> **WRITTEN EXERCISE A**
In the records, reproduce the lines starting at the line containing "task: segment the <item>beetle's" and ending at the line containing "186 201 L 186", both included.

> **DOCUMENT PASSAGE**

= Static spherically symmetric perfect fluid =

Class of exact solutions to the Einstein field equations

In metric theories of gravitation, particularly general relativity, a static spherically symmetric perfect fluid (ssspf) solution is a spacetime equipped with suitable tensor fields which models a static round ball of a fluid with isotropic pressure.

Such solutions are often used as idealized models of stars, especially compact objects such as white dwarfs and especially neutron stars. In general relativity, a model of an isolated star (or other fluid ball) generally consists of a fluid-filled interior region, which is technically a perfect fluid solution of the Einstein field equation, and an exterior region, which is an asymptotically flat vacuum solution. These two pieces must be carefully matched across the world sheet of a spherical surface, the surface of zero pressure. (There are various mathematical criteria called matching conditions for checking that the required matching has been successfully achieved.) Similar statements hold for other metric theories of gravitation, such as the Brans–Dicke theory.

> **ENTRIES PROVIDED**
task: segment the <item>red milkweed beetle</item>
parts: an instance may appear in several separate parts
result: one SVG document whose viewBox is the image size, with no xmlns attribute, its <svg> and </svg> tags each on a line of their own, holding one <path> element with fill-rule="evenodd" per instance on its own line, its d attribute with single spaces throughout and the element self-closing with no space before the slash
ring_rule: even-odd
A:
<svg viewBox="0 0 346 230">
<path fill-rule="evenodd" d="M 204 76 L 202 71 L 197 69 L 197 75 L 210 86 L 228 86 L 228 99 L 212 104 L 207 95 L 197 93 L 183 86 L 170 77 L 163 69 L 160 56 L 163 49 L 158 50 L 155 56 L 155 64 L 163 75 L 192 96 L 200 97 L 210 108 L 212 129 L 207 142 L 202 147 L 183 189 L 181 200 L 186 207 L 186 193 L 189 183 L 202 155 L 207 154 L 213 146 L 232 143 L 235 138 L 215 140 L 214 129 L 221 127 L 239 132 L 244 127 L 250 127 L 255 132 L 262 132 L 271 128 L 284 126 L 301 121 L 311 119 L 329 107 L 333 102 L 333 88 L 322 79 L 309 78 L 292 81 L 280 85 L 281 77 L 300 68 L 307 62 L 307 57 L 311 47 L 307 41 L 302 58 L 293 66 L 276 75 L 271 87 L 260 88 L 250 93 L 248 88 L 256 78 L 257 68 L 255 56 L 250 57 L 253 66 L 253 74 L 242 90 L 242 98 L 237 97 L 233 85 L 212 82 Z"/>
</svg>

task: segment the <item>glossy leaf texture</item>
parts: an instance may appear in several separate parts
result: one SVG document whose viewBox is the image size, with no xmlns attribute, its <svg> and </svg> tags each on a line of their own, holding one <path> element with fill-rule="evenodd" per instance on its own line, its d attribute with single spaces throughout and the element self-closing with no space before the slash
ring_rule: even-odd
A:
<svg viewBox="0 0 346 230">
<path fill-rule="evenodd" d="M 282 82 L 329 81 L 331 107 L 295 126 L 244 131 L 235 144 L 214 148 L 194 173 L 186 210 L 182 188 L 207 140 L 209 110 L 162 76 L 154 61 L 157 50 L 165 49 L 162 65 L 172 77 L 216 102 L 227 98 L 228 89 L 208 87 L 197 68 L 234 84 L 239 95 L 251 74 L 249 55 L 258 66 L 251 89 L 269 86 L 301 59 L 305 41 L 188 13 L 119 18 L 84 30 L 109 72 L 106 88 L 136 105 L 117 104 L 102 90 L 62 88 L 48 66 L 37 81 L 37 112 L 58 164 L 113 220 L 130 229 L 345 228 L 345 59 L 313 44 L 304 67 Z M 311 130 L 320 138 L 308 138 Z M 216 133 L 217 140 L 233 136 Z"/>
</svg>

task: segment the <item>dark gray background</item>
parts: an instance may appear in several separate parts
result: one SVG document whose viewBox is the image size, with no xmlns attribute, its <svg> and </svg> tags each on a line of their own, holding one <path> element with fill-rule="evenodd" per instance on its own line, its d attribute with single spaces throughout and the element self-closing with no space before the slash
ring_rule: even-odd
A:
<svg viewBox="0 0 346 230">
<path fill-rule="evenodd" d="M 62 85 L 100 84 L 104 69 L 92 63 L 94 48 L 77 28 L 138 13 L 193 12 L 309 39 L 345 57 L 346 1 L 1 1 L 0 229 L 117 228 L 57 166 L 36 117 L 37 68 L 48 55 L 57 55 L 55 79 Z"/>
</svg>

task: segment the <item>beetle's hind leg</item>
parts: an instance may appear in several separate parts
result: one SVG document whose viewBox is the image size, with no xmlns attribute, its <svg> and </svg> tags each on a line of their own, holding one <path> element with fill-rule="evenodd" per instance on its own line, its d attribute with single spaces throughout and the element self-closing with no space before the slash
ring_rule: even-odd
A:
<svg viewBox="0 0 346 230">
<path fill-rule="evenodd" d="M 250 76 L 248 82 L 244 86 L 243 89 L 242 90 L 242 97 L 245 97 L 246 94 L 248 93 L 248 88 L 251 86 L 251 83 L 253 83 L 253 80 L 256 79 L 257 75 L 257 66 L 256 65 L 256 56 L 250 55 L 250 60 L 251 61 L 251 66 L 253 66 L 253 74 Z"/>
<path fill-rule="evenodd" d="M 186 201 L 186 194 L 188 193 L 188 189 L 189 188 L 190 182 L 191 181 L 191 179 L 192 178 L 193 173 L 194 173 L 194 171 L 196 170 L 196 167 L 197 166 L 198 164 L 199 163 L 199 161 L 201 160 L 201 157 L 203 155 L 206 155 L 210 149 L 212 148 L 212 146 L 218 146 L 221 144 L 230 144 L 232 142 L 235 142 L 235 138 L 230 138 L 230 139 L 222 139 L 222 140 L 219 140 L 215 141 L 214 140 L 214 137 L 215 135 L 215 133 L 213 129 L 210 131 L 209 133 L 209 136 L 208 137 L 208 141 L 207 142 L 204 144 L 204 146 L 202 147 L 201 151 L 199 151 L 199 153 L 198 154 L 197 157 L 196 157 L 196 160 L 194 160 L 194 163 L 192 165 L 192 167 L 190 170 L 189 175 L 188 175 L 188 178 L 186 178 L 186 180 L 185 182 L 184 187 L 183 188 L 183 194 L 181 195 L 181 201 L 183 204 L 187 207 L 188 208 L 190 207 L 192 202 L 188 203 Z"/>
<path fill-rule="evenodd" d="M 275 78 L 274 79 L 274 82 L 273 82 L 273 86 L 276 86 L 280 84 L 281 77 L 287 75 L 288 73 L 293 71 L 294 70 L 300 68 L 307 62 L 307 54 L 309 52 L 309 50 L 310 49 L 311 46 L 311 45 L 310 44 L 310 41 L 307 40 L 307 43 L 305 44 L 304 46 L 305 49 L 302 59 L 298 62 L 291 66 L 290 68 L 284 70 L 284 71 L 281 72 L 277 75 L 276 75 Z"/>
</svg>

> **WRITTEN EXERCISE B**
Answer these from the passage on static spherically symmetric perfect fluids:
(i) Which compact objects does it name as modeled by such solutions?
(ii) What kind of solution is the exterior region of a model of an isolated star?
(iii) Which other metric theory of gravitation does it name?

> **EXPECTED OUTPUT A**
task: segment the <item>beetle's hind leg</item>
parts: an instance may appear in several separate parts
result: one SVG document whose viewBox is the image size, with no xmlns attribute, its <svg> and </svg> tags each on a line of their own, holding one <path> element with fill-rule="evenodd" per instance on its own line, its d attribute with single spaces throughout and the element self-closing with no space before the slash
ring_rule: even-odd
A:
<svg viewBox="0 0 346 230">
<path fill-rule="evenodd" d="M 250 76 L 248 82 L 244 86 L 243 89 L 242 90 L 242 97 L 245 97 L 246 94 L 248 93 L 248 88 L 251 86 L 251 83 L 253 83 L 253 80 L 256 79 L 257 75 L 257 66 L 256 65 L 256 56 L 250 55 L 250 60 L 251 61 L 251 66 L 253 66 L 253 74 Z"/>
<path fill-rule="evenodd" d="M 186 201 L 186 194 L 188 193 L 188 189 L 189 188 L 190 182 L 191 181 L 191 179 L 192 178 L 193 173 L 194 173 L 194 171 L 196 170 L 196 167 L 197 166 L 198 164 L 199 163 L 199 161 L 201 160 L 201 157 L 203 155 L 206 155 L 210 149 L 212 148 L 212 146 L 218 146 L 221 144 L 230 144 L 232 142 L 235 142 L 235 138 L 230 138 L 230 139 L 222 139 L 222 140 L 219 140 L 215 141 L 214 140 L 214 137 L 215 135 L 215 133 L 213 129 L 210 131 L 209 133 L 209 136 L 208 137 L 208 141 L 207 142 L 204 144 L 204 146 L 202 147 L 201 151 L 199 151 L 199 153 L 198 154 L 197 157 L 196 157 L 196 160 L 194 160 L 194 163 L 192 165 L 192 167 L 190 170 L 189 175 L 188 175 L 188 178 L 186 178 L 186 180 L 185 182 L 184 187 L 183 188 L 183 194 L 181 195 L 181 201 L 183 204 L 187 207 L 188 208 L 190 207 L 192 202 L 188 203 Z"/>

> **EXPECTED OUTPUT B**
(i) White dwarfs and neutron stars.
(ii) An asymptotically flat vacuum solution.
(iii) The Brans–Dicke theory.